[Data excerpts]
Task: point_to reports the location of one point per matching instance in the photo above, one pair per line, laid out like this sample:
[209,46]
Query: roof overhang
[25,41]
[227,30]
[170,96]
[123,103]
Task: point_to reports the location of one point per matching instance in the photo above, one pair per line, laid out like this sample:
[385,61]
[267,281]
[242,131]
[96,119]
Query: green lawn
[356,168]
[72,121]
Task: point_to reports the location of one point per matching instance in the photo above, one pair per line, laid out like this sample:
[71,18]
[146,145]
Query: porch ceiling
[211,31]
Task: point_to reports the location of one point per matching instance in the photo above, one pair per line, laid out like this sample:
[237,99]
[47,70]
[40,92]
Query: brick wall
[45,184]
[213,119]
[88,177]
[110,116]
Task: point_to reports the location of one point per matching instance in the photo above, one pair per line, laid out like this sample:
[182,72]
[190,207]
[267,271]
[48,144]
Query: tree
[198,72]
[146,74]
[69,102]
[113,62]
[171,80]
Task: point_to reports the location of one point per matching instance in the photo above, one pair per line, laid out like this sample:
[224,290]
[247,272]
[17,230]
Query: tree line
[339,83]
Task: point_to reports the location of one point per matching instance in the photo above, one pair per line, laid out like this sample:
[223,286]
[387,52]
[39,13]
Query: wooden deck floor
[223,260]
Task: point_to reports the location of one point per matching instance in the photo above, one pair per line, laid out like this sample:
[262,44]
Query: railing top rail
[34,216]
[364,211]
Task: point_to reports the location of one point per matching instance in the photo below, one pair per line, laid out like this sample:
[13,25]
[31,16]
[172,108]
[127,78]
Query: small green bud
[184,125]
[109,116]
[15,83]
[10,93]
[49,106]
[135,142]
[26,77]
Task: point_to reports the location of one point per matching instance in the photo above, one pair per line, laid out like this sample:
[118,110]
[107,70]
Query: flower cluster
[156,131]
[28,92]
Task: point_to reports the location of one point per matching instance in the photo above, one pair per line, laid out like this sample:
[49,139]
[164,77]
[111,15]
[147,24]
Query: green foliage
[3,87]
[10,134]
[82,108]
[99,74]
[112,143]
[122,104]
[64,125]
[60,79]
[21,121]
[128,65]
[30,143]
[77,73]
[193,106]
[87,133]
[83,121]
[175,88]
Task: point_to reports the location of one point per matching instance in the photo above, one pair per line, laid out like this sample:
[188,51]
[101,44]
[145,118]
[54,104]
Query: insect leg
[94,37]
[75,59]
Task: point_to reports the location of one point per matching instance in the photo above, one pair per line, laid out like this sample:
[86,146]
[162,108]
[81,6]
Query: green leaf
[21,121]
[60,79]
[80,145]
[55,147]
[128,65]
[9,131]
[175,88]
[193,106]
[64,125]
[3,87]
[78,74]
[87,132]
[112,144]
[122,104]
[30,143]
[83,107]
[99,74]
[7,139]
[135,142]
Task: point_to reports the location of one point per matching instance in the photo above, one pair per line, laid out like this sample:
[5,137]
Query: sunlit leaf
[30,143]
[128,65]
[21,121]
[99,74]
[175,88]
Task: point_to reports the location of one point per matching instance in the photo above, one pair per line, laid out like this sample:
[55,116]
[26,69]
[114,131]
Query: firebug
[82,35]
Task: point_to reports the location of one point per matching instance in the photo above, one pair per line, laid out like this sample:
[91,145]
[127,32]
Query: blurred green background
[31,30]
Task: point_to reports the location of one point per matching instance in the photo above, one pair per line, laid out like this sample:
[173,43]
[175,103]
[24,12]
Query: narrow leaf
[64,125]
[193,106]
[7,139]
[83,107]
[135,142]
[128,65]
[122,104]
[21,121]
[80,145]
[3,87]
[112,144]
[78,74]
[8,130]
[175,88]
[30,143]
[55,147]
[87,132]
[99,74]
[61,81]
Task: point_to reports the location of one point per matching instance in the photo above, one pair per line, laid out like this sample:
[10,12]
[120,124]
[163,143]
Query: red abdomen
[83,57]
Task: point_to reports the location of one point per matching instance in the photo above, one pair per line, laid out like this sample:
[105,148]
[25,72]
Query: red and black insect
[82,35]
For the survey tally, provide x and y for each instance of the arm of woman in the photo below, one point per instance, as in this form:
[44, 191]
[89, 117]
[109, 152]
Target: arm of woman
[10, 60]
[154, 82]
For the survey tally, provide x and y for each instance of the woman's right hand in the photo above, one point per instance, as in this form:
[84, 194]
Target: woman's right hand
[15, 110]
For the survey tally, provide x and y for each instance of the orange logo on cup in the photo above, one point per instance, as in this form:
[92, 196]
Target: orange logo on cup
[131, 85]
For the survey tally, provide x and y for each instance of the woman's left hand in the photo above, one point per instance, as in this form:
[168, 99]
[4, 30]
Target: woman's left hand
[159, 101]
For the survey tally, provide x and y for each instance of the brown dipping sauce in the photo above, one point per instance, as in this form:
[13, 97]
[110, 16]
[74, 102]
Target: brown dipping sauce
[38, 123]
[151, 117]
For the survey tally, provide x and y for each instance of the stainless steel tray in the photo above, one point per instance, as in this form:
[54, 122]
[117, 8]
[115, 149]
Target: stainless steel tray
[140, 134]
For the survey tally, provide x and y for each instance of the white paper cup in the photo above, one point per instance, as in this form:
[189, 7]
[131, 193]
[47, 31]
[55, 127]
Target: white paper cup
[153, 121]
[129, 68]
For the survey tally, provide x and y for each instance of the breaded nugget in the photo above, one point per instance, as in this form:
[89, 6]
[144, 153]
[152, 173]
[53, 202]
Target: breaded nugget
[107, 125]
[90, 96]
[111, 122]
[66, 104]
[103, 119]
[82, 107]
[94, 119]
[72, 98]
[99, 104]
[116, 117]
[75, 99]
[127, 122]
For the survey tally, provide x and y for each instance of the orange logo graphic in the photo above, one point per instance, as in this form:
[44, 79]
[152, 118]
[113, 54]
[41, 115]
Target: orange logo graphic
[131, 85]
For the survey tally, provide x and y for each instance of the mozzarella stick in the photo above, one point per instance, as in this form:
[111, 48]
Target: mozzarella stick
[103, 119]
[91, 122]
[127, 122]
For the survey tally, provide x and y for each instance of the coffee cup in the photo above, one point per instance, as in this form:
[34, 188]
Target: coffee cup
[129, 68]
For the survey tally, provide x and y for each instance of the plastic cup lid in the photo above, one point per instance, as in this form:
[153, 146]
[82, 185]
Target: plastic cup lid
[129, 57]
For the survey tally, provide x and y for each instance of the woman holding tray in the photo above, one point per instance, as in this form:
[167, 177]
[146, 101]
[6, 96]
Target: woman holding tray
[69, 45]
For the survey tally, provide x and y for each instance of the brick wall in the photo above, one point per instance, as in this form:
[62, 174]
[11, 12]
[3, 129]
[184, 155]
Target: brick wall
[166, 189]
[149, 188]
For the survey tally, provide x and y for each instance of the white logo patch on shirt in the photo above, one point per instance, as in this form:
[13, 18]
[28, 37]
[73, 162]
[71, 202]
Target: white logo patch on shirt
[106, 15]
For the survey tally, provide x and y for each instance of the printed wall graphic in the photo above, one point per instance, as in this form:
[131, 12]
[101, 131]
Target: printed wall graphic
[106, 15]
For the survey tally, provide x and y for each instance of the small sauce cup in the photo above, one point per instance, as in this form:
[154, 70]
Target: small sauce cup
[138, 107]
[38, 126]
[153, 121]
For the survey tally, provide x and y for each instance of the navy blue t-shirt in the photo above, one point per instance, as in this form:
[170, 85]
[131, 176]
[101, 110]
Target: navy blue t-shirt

(Problem statement): Each line above that contains the word "blue" must be copied.

(Answer box):
For the survey tally, provide x and y for each instance of the navy blue t-shirt in the photo above, one point per instance, as in this form:
Target: navy blue t-shirt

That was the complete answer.